*WHAT YOU HAVE TO DO*: Transcribe the stretch of entries below from the line with "of the street" through the line with "the window, locate", exactly and with both ends included; leave out all other lines.

*DATASET EXTRACT*:

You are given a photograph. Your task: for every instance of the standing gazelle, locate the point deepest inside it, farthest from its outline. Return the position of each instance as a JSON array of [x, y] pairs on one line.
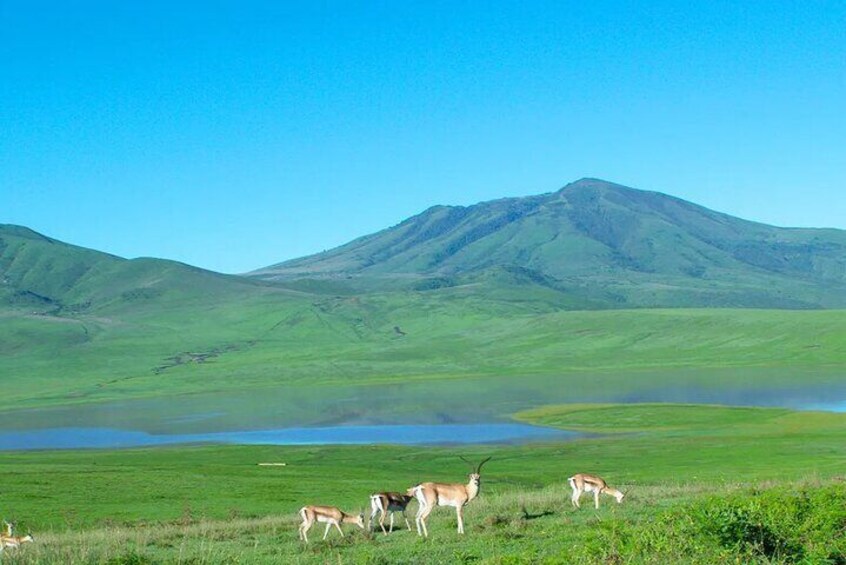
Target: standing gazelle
[[385, 502], [328, 515], [581, 483], [456, 495]]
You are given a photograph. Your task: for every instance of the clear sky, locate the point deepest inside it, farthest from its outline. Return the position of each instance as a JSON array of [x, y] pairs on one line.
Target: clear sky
[[234, 135]]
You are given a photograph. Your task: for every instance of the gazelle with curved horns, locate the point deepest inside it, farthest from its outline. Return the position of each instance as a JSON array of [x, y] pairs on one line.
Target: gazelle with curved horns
[[430, 495], [582, 483], [328, 515]]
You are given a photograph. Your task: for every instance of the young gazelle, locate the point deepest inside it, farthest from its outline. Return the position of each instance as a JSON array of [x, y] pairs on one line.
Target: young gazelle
[[581, 483], [385, 502], [456, 495], [328, 515]]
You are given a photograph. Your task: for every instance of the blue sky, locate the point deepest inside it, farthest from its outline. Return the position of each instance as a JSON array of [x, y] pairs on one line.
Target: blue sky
[[233, 135]]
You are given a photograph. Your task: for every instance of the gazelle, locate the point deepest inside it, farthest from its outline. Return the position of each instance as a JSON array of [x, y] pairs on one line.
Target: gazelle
[[328, 515], [385, 502], [582, 482], [456, 495]]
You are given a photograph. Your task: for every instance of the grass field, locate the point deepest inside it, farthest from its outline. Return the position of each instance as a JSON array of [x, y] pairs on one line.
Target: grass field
[[289, 340], [705, 483]]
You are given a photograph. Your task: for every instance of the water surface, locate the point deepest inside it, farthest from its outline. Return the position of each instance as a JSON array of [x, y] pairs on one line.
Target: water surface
[[75, 438], [409, 412]]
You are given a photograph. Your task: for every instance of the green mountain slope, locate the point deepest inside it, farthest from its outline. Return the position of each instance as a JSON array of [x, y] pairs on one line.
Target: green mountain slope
[[44, 275], [600, 244], [78, 326]]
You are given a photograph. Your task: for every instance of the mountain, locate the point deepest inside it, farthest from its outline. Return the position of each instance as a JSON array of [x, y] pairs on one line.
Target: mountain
[[46, 275], [602, 244]]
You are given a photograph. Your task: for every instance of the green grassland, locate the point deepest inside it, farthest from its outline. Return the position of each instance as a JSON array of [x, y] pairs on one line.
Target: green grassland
[[706, 484], [278, 337]]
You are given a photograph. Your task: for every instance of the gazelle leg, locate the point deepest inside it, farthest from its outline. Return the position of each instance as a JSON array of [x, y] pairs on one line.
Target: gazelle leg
[[382, 521], [372, 516], [407, 525], [421, 519]]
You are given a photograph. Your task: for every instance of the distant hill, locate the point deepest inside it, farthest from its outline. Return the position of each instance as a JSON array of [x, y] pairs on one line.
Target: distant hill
[[598, 243], [43, 274]]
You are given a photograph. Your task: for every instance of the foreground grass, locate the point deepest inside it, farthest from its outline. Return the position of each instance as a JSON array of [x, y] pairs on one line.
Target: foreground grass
[[706, 484]]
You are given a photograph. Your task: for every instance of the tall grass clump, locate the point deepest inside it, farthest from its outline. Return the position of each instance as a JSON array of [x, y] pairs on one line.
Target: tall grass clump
[[806, 524]]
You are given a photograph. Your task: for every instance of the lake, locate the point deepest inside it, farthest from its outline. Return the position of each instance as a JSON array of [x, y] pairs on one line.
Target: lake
[[74, 438], [472, 410]]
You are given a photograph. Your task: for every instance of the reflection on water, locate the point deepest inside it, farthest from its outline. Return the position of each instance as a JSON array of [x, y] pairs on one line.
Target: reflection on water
[[440, 402], [75, 438]]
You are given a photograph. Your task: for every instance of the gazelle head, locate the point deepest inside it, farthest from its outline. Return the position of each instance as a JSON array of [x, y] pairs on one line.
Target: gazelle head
[[476, 474]]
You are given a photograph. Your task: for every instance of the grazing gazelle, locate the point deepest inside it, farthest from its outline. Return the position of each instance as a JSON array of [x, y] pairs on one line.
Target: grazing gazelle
[[328, 515], [581, 483], [456, 495], [385, 502]]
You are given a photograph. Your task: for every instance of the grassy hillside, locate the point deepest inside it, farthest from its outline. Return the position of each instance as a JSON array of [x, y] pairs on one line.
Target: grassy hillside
[[602, 244], [275, 338], [705, 484]]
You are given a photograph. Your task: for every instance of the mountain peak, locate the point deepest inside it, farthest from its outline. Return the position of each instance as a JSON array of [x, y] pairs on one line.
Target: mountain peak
[[618, 244]]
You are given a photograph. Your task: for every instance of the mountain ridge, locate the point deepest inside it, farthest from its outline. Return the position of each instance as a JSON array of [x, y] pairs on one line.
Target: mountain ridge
[[588, 233]]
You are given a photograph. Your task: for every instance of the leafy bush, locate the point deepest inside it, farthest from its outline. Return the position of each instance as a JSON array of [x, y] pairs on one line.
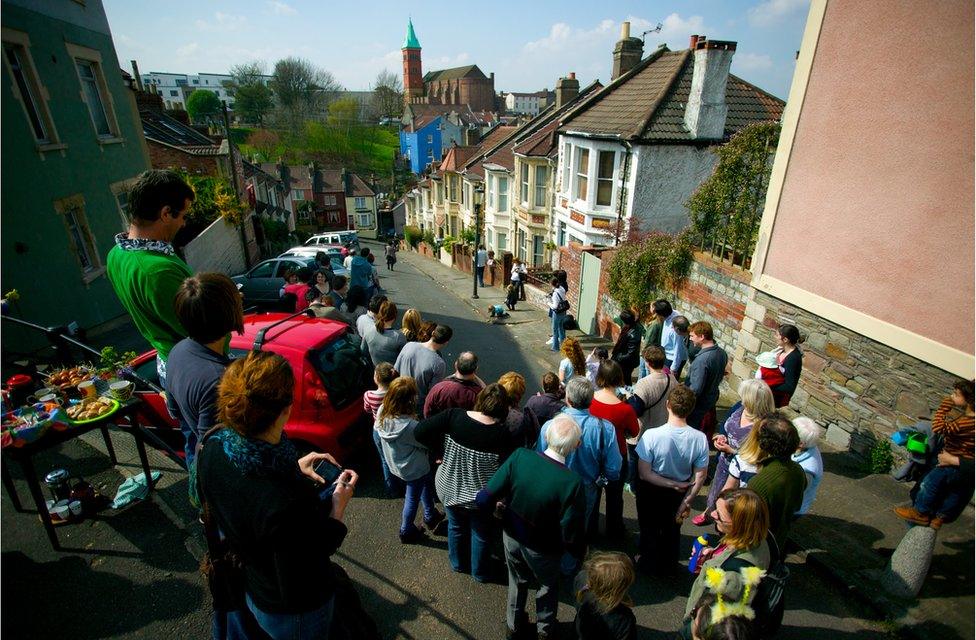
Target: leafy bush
[[880, 459], [646, 268], [413, 235]]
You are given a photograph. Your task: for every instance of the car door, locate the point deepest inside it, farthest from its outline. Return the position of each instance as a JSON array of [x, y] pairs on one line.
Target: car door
[[260, 283]]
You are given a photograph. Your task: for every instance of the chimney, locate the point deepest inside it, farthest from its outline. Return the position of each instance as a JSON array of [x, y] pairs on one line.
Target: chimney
[[135, 74], [706, 109], [627, 52], [566, 89]]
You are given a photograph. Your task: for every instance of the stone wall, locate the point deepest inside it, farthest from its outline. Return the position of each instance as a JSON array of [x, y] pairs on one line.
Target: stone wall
[[858, 389]]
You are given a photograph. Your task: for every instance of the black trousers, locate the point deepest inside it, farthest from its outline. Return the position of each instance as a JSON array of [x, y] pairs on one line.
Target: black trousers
[[660, 537]]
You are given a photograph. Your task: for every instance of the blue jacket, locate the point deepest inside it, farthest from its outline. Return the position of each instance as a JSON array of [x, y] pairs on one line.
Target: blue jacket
[[586, 460]]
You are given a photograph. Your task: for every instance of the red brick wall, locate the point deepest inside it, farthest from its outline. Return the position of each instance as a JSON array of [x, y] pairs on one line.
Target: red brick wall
[[163, 157]]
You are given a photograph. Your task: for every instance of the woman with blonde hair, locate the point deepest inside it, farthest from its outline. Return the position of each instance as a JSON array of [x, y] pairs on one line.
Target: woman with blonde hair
[[396, 422], [411, 324], [742, 518], [757, 401], [573, 364], [250, 476], [603, 602]]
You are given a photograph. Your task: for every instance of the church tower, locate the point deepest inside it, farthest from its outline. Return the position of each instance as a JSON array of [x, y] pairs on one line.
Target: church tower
[[413, 78]]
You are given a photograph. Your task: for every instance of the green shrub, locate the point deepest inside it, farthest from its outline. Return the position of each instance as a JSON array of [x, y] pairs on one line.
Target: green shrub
[[412, 235], [880, 459]]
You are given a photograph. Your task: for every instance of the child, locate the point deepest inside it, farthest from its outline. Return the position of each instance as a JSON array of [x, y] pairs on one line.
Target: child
[[496, 311], [511, 296], [396, 422], [769, 371], [604, 607], [372, 401]]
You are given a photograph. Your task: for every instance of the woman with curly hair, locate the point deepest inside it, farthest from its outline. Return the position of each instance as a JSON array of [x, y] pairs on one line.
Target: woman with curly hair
[[573, 364], [266, 500]]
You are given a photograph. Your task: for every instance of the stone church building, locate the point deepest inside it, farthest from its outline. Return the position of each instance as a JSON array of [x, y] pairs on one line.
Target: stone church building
[[466, 85]]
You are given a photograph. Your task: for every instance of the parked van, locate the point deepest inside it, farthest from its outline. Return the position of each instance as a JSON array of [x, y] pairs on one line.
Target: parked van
[[335, 237]]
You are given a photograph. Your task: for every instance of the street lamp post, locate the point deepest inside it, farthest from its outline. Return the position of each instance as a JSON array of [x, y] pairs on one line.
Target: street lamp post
[[479, 192]]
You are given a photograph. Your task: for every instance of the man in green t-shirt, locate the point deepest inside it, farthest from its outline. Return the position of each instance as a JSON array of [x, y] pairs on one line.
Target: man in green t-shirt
[[143, 266]]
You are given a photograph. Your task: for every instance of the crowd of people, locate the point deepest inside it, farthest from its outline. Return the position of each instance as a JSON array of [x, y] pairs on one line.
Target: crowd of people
[[520, 479]]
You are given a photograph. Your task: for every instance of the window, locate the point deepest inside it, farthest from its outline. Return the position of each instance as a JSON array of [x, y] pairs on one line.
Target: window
[[524, 195], [80, 239], [582, 166], [27, 87], [503, 194], [604, 178], [541, 177]]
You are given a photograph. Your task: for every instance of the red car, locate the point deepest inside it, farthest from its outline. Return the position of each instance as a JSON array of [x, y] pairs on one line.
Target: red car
[[331, 375]]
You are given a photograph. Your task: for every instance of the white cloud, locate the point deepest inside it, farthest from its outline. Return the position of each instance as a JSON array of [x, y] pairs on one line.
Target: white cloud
[[282, 8], [752, 62], [771, 12]]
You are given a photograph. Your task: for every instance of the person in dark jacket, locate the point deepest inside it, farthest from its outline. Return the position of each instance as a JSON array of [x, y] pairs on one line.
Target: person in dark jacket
[[790, 363], [603, 606], [626, 351], [266, 501], [549, 402]]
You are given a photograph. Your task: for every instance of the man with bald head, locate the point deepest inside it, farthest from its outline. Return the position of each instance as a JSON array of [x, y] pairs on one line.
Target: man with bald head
[[543, 505], [457, 390]]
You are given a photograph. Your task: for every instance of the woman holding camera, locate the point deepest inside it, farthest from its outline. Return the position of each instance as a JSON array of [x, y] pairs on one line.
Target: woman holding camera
[[265, 500]]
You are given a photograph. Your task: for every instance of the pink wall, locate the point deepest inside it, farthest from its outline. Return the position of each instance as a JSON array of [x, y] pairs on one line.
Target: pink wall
[[877, 206]]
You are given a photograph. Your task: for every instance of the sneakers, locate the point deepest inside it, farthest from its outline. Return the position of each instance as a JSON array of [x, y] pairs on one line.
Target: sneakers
[[914, 516]]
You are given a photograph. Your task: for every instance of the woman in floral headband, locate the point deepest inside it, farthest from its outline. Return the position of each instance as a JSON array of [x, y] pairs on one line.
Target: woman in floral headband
[[742, 518]]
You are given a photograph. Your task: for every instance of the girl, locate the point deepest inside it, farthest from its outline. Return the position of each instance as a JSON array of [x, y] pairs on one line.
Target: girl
[[412, 322], [407, 458], [573, 364], [372, 401], [603, 604]]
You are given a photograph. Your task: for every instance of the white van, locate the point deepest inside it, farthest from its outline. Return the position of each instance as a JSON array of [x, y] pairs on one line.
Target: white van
[[335, 237]]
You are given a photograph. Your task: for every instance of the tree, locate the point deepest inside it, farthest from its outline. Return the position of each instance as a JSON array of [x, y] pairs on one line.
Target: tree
[[387, 95], [202, 105], [727, 207], [302, 89], [253, 99]]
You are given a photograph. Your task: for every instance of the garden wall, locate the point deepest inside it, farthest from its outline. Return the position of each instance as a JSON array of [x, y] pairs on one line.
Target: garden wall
[[858, 389]]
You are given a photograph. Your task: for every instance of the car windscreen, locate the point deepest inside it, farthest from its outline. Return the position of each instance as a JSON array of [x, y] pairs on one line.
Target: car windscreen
[[343, 370]]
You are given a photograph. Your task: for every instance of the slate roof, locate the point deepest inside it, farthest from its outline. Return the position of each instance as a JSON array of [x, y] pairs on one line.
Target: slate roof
[[648, 102], [469, 71]]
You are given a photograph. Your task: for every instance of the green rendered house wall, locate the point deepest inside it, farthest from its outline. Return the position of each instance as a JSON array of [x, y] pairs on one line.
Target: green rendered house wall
[[36, 256]]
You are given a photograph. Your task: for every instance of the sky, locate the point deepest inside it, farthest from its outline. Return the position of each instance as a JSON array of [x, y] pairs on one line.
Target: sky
[[527, 44]]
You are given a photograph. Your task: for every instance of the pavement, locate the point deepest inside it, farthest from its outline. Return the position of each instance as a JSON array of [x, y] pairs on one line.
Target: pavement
[[133, 573], [850, 532]]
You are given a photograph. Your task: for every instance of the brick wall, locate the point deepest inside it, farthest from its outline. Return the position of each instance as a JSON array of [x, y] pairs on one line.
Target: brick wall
[[858, 389], [163, 157], [218, 248]]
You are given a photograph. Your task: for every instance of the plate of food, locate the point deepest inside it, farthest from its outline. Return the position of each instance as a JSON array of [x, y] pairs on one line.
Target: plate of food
[[91, 410], [69, 379]]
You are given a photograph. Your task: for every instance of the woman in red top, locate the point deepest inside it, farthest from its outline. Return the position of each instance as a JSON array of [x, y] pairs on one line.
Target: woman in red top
[[621, 415]]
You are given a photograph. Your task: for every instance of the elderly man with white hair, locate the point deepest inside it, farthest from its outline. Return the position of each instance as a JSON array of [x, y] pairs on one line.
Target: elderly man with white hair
[[808, 457], [542, 503], [598, 460]]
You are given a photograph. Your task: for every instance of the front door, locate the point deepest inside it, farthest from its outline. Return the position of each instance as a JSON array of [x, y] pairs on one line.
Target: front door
[[589, 290]]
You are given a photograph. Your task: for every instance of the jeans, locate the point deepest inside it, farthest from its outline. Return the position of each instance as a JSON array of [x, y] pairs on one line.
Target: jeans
[[525, 565], [312, 625], [469, 536], [660, 537], [419, 491], [945, 491], [558, 331], [394, 485]]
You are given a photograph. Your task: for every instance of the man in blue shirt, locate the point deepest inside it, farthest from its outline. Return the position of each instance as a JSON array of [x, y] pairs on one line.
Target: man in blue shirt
[[597, 458]]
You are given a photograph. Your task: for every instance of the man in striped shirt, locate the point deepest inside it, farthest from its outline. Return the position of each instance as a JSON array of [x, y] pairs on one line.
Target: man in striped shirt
[[946, 489]]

*EXERCISE RESPONSE*:
You are given a photograph. Your task: for every instance of the street lamp post, locate the point deepest inside it, farthest from its outline. Return the position of each instance as a JSON array of [x, y] pairs on one line.
Target: street lamp post
[[479, 192]]
You are given a photograph. Your task: for every instance of the man in green t-shirt, locate the point deepest inside it, farthest from its outline. Return the position of each instance as a JSON array of [x, y] pairs on one line.
Target: man in green t-shirt
[[143, 266]]
You are given a photograph. Your task: for every instance of the crowd of people, locate the point deepest inside it, farthest from its outline. Return the position of each instance as a JSON array of [x, y] pairs on one line.
Target: crowd of people
[[520, 479]]
You are given a photograph. Your task: for every instance of the window, locate the point deepest inside it, farthest from its outline. Return the position of each instance as a JSON array of [x, y] pairs on one line.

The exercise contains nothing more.